» Excerpt provided
HC-One, which provides 20,000 beds across 329 homes in the UK, told the Guardian its latest figures showed 64% of its staff had been offered the vaccine and 7% declined it.
It said the reasons staff had not been offered vaccines varied across the country and that “the continuing rollout is up to the organisers”.
More children could be pushed into joining armed groups in conflict zones as families face increasing poverty due to the Covid-19 pandemic, a top UN official warned on Friday.
The exact number of child soldiers is unknown, but in 2019 alone about 7,740 children – some as young as six – were recruited and used as fighters or in other roles by mostly non-state armed groups, according to United Nations data.
Speaking on International Day against the Use of Child Soldiers – or Red Hand Day – the UN Special Representative for Children and Armed Conflict Virginia Gamba said that number was likely to rise as a result of coronavirus-related hardship.
“There is a real threat that as communities lack work, and are more and more isolated because of the socio-economic impact of Covid-19, we’re going to see an increase in the recruitment of children for a lack of options,” she said.
“More and more children will be either attracted or sometimes told by their parents to just go and join because someone’s got to feed them,” she told the Thomson Reuters Foundation in a video call.
A Liberian child soldier fights in Monrovia, Liberia 30 July 2003. The Covid-19 pandemic could force more children into conflict. Photograph: Nic Bothma/EPA
Girls and boys are still forced to join armed groups, as fighters or in roles such as cooks or for sexual exploitation, in at least 14 countries including the Democratic Republic of Congo, South Sudan and Somalia, the United Nations has said.
The United Nations called for a global ceasefire last year to help fight COVID-19, but armed groups have continued fighting and Gamba said the pandemic had also hampered efforts to protect children in conflict zones.
She said she was concerned about a surge in attacks by Islamist militants against children in the Sahel and Lake Chad region, including kidnappings, killings and forced displacement, noting that COVID-19 was changing armed groups’ tactics.
“As children are not in schools, therefore the target of attacking a school for abduction or recruitment of children … is shifting to where the children are,” she said.
The pandemic has also delayed progress on implementing legislation in different countries to prohibit and criminalise the recruitment and use of children by armed forces and groups, Gamba said, calling for lawmakers to prioritise the issue.

» Assignment A
Answer these from the news excerpt on Covid-19, one line each:
(i) What percentage of HC-One's staff had been offered the vaccine?
(ii) About how many children were recruited by armed groups in 2019, according to United Nations data?
(iii) In at least how many countries are children still forced to join armed groups?
» Assignment B
Please extend the news excerpt on Covid-19 with the next few paragraphs, starting after its final sentence.
None of the saved entries are required here.

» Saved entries
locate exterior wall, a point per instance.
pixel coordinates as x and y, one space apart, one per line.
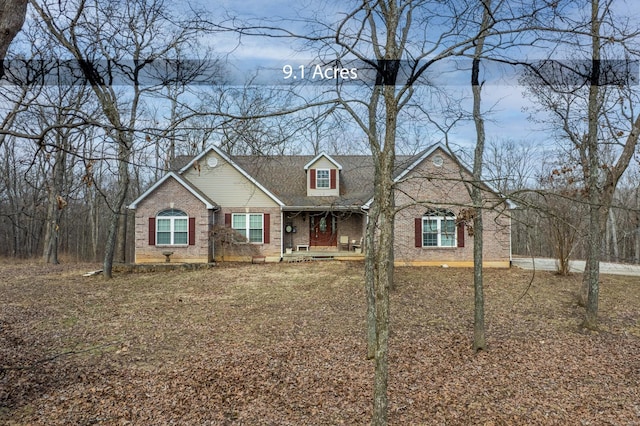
444 189
247 251
171 194
323 163
226 185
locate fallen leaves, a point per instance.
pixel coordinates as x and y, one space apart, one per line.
284 344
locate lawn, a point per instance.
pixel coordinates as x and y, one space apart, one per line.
284 344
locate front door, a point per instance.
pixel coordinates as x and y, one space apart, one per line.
322 230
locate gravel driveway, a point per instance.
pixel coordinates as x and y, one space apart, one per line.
576 266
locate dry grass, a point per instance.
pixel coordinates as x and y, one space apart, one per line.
283 344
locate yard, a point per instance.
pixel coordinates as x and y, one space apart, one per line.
284 344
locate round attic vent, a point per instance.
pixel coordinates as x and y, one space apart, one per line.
212 162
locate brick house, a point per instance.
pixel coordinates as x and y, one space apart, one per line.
219 207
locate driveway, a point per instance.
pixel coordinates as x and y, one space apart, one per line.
576 266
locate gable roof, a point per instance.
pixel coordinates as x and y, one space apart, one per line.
235 165
317 157
182 181
283 177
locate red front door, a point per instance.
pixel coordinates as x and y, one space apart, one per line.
321 230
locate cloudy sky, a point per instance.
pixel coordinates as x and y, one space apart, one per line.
503 98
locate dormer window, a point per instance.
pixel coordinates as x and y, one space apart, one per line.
323 180
323 176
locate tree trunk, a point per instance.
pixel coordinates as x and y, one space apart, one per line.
370 273
479 339
123 186
121 252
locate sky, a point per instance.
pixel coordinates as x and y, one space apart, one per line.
502 98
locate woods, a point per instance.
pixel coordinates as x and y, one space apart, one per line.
101 98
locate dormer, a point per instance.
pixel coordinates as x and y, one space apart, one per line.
323 176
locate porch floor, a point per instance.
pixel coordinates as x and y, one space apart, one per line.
303 255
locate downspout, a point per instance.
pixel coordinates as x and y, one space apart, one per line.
282 234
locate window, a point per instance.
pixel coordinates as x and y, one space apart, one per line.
322 179
249 225
439 229
172 227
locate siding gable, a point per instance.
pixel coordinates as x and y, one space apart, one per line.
224 183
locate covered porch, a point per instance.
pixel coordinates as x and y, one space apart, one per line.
323 233
312 255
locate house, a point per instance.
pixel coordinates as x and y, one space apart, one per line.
222 207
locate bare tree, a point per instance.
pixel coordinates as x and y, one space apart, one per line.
12 14
595 86
479 338
116 43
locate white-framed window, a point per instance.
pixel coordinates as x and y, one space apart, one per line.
439 229
249 225
172 227
323 179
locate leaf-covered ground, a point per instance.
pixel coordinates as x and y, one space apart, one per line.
284 344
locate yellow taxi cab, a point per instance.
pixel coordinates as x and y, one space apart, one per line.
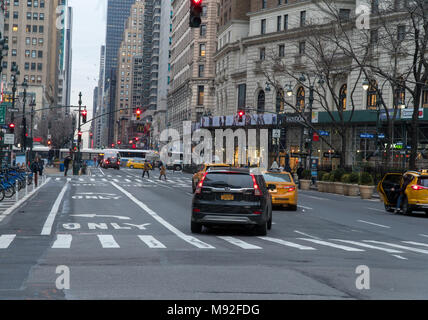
136 164
415 193
201 171
282 189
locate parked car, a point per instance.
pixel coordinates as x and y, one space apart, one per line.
232 196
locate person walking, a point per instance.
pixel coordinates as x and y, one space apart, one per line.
35 170
146 168
67 161
162 172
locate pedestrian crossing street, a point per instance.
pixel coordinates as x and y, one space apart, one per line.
130 180
108 241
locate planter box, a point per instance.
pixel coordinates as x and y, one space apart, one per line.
305 184
338 188
366 192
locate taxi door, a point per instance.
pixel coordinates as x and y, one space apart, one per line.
388 186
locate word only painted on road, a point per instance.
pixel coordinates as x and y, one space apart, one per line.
105 226
96 196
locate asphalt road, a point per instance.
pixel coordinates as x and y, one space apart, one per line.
121 237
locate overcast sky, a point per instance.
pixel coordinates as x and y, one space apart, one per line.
89 27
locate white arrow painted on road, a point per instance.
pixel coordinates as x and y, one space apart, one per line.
99 216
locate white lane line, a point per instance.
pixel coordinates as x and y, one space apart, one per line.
305 234
6 240
152 243
47 228
107 241
286 243
333 245
190 239
365 245
416 243
399 246
374 224
399 257
240 243
374 209
63 241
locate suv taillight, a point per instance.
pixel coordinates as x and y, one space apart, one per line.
256 187
200 184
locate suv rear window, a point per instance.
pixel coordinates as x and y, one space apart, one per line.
231 180
277 177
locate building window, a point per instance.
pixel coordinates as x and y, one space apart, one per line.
300 99
281 51
263 26
242 96
302 18
201 70
372 95
280 101
261 102
343 93
202 49
262 54
200 95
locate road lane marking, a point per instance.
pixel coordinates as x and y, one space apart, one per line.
189 239
152 243
47 227
365 245
286 243
399 246
333 245
63 241
107 241
374 224
416 243
6 240
306 235
373 209
399 257
240 243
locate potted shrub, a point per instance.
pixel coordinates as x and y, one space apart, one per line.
345 180
366 185
338 185
305 182
353 189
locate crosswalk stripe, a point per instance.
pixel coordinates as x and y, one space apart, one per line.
240 243
333 245
6 240
399 246
63 241
152 243
287 243
107 241
365 245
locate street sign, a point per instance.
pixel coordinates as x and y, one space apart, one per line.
9 138
2 115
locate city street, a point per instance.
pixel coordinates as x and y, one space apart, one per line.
126 238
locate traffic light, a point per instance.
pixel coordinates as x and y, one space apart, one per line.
84 114
241 114
195 13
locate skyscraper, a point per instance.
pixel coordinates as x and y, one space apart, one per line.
118 12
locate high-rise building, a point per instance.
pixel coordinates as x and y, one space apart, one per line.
191 92
117 14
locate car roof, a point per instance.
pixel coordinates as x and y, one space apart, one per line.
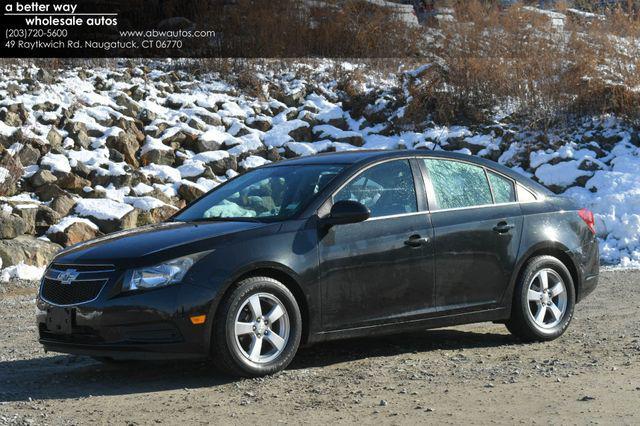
363 157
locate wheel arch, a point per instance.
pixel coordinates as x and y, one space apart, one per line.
276 271
557 250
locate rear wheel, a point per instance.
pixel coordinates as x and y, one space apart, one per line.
543 302
257 329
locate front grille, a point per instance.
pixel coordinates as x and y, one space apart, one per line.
74 284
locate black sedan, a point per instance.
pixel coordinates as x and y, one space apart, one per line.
326 247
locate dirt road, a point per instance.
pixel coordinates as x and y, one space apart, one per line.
470 374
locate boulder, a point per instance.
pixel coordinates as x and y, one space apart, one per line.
218 163
10 173
273 155
75 233
28 214
159 156
190 192
54 137
128 145
72 182
49 191
201 145
28 155
108 215
78 132
132 127
131 107
261 123
45 217
10 118
62 204
42 177
162 213
302 133
11 226
147 116
292 98
28 250
45 76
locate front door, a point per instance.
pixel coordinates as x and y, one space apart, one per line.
477 225
381 269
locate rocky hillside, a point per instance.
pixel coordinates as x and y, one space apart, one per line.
86 152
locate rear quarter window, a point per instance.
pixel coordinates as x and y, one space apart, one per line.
503 188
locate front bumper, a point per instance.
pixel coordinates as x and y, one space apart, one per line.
146 325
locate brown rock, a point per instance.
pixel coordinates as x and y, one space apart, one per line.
42 177
62 204
190 192
54 137
128 145
72 182
28 155
75 233
163 157
27 249
45 217
49 191
28 214
11 226
12 175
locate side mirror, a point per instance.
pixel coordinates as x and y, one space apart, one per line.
346 211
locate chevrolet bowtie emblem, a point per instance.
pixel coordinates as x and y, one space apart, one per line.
68 276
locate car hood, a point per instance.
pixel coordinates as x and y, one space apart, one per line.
156 243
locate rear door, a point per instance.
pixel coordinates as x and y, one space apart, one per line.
379 270
477 225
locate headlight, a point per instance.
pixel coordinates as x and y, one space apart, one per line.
163 274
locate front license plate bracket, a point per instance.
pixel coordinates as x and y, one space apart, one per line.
59 320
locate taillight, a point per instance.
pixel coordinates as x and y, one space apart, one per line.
587 216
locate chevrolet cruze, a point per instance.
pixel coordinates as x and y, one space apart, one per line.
326 247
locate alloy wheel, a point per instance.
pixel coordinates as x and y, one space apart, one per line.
262 328
547 298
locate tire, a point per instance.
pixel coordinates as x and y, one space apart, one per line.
234 347
527 321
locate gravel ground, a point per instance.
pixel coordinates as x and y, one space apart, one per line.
469 374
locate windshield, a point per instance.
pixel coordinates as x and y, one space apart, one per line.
266 193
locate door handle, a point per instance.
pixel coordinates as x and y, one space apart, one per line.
416 241
503 227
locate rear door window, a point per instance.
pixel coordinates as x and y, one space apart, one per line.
457 184
386 189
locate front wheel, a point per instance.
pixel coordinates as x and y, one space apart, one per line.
257 329
543 302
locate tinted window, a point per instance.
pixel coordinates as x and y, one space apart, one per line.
386 189
266 193
503 190
458 184
525 196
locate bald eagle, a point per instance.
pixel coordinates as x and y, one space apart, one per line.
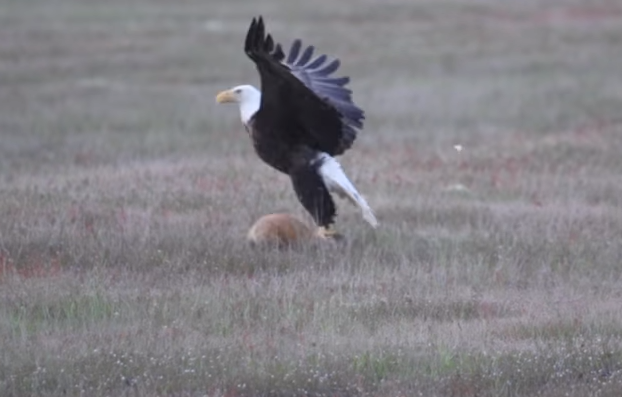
299 121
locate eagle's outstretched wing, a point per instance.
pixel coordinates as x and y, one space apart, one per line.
299 95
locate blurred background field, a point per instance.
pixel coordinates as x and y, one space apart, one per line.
126 193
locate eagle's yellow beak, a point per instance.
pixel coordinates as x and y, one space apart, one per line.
225 96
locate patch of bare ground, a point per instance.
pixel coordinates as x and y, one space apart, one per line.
127 195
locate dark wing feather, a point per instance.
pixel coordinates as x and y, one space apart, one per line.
300 90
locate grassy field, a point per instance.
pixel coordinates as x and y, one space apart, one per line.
126 193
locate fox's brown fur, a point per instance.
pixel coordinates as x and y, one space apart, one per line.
283 230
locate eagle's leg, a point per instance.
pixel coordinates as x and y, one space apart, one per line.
327 231
314 196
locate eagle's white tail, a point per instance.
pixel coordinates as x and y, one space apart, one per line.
337 182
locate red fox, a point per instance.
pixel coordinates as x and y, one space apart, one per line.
284 230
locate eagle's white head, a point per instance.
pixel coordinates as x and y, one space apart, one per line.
246 96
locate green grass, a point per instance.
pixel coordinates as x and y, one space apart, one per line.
126 195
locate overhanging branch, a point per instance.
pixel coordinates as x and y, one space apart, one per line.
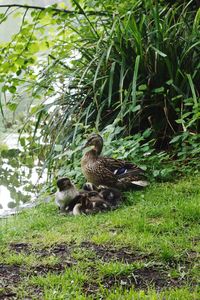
70 12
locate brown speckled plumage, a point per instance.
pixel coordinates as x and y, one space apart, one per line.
107 171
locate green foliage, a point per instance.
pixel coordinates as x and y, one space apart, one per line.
136 69
153 243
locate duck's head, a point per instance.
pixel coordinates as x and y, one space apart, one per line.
96 141
64 184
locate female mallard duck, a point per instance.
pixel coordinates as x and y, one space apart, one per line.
110 172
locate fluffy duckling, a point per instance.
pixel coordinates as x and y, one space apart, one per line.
87 203
111 195
65 194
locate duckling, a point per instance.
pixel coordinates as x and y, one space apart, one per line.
110 172
111 195
65 194
87 204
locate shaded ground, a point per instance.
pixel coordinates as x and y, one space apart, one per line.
155 275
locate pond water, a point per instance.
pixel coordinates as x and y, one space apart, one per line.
18 182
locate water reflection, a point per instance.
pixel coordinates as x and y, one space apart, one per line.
19 180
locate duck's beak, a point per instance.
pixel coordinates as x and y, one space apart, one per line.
85 146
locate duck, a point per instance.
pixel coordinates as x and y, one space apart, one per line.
106 171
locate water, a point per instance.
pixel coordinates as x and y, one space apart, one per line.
19 183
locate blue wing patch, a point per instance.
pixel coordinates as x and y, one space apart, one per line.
120 171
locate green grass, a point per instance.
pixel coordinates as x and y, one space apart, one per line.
155 232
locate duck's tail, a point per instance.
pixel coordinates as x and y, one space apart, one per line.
141 183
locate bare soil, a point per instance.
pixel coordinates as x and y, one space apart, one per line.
155 275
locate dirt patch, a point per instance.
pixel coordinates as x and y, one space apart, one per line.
108 254
154 276
140 279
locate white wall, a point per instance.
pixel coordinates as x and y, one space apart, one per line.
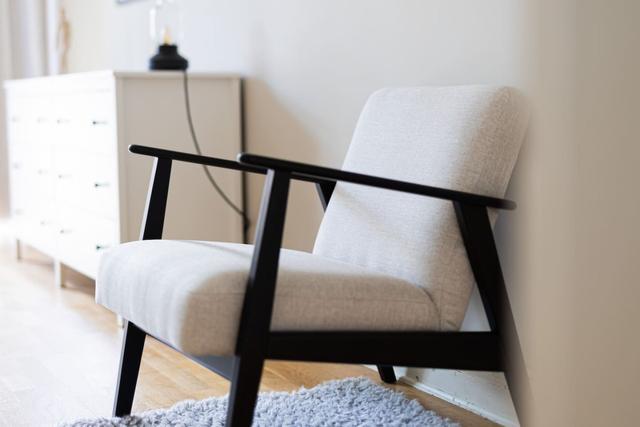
310 66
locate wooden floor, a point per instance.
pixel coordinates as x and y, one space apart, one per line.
59 353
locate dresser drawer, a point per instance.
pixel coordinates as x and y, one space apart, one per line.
83 238
85 121
87 181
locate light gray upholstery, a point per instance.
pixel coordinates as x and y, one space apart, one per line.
382 261
190 293
463 138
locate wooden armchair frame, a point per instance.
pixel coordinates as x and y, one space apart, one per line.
494 350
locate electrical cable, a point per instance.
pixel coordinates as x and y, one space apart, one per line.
196 144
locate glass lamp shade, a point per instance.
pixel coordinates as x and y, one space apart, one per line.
165 22
165 25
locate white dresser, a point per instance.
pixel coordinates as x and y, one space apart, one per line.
76 190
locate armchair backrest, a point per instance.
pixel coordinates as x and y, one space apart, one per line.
464 138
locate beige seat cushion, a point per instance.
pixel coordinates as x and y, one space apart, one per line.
190 293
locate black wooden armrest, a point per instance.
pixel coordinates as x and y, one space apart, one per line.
181 156
194 158
309 172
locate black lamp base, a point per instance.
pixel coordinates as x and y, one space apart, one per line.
168 58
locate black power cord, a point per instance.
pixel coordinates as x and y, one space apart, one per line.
196 144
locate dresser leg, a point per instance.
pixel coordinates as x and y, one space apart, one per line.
18 250
58 273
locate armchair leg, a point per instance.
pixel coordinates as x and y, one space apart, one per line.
130 357
245 385
387 374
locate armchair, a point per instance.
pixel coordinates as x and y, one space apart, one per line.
390 276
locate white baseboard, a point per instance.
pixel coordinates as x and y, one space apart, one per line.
483 393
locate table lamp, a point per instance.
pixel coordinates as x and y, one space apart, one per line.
165 19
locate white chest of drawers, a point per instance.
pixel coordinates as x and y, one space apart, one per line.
75 189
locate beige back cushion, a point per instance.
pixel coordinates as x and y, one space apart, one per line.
464 138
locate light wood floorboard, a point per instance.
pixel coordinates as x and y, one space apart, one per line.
59 353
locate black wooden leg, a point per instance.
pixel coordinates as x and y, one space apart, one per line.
387 374
130 357
244 391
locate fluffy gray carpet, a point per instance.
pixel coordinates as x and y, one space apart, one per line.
348 402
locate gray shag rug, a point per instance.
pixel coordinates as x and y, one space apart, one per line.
347 402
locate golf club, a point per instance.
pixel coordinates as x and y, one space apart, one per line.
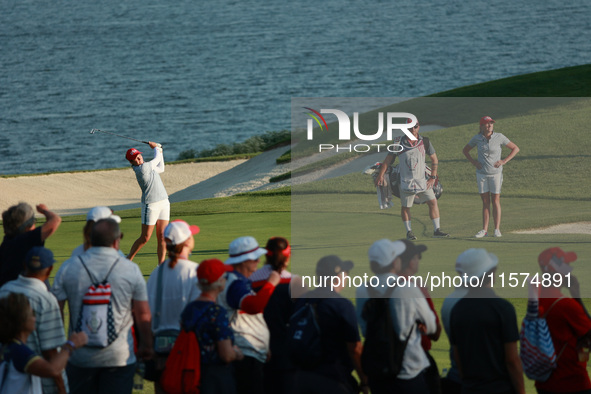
119 135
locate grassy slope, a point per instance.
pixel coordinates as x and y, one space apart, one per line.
536 191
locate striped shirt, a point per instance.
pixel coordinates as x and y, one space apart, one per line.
49 328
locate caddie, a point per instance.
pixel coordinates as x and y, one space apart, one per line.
412 178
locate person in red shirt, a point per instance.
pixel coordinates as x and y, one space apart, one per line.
569 324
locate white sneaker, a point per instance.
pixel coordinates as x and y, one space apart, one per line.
480 234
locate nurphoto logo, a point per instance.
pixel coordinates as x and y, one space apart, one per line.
391 120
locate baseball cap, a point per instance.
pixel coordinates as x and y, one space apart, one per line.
553 259
486 119
38 258
209 271
332 265
410 249
132 153
98 213
178 231
384 251
475 262
244 249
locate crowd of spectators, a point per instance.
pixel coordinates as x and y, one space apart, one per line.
240 313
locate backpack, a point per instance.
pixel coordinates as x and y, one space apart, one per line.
383 351
537 352
303 336
96 313
182 373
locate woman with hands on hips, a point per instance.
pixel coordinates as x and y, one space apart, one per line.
489 170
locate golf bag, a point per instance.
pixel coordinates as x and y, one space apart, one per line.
392 184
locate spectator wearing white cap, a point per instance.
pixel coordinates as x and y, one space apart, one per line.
21 234
410 312
49 334
245 312
484 332
489 170
108 369
93 216
171 286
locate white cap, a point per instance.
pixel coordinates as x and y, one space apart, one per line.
98 213
384 251
244 249
178 231
476 262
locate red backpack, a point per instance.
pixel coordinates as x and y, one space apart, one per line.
182 373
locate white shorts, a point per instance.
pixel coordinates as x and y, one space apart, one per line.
489 183
155 211
407 198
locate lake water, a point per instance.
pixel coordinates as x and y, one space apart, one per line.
192 74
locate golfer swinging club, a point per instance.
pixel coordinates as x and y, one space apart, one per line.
155 204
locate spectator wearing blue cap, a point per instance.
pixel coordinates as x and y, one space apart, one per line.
21 234
48 335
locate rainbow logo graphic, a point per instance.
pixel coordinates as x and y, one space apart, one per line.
315 115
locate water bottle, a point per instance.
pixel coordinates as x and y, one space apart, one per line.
138 378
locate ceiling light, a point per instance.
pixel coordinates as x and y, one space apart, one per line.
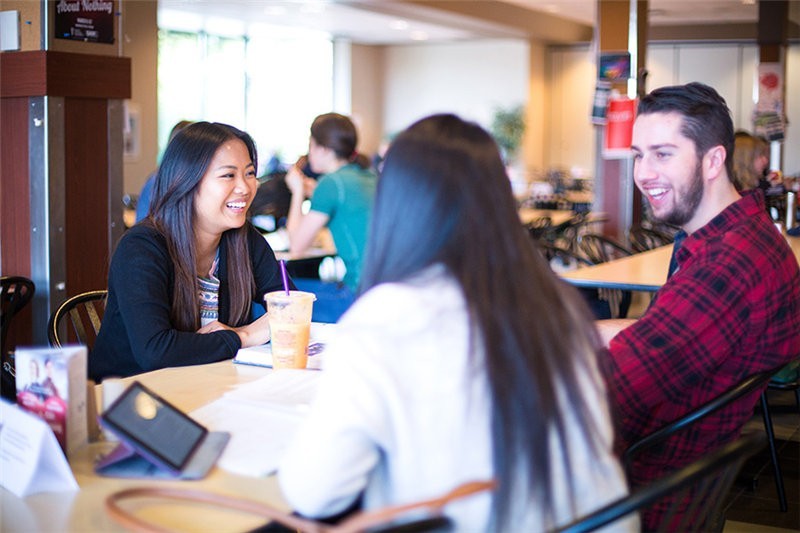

» Answer A
(i) 64%
(ii) About 7,740
(iii) At least 14

» Answer B
“The issue of accountability is fundamental,” she said.
But despite some worrying trends, progress on combating the use of child soldiers is being made, Gamba said.
In South Sudan, the number of violations against children including their recruitment as fighters has significantly declined over the past five years, according to her office’s annual report.
And last week, the International Criminal Court (ICC) convicted Dominic Ongwen, a commander of Ugandan Lord’s Resistance Army rebels and former child soldier, of dozens of crimes including child abductions and murder.
Ongwen’s conviction at the Hague-based court was applauded by the United Nations, but Gamba said a concerted effort at the national level was the best way to stop children becoming soldiers.
“In all our joint action plans with the government, and with the armed groups, we make it very, very clear we expect to see an oversight of the way their own officers, their own personnel are engaging in recruitment,” she said.
The Guardian’s Denis Campbell, Dan Sabbagh, and Jessica Murray report that London doctors are running out of priority patients to vaccinate, and fear lives will be lost unless they can immunise outside of the four priority cohorts.
Doctors at the Francis Crick Institute in London say they are providing first doses at a rate of 100 a day when they have capacity for 1,000.
Dr Sam Barrell, the chief operating officer at the institute, which opened as a mass vaccination centre on 18 January, said: “Every day lost, where you have vaccine supply and vaccinators, is lives lost and livelihoods lost.”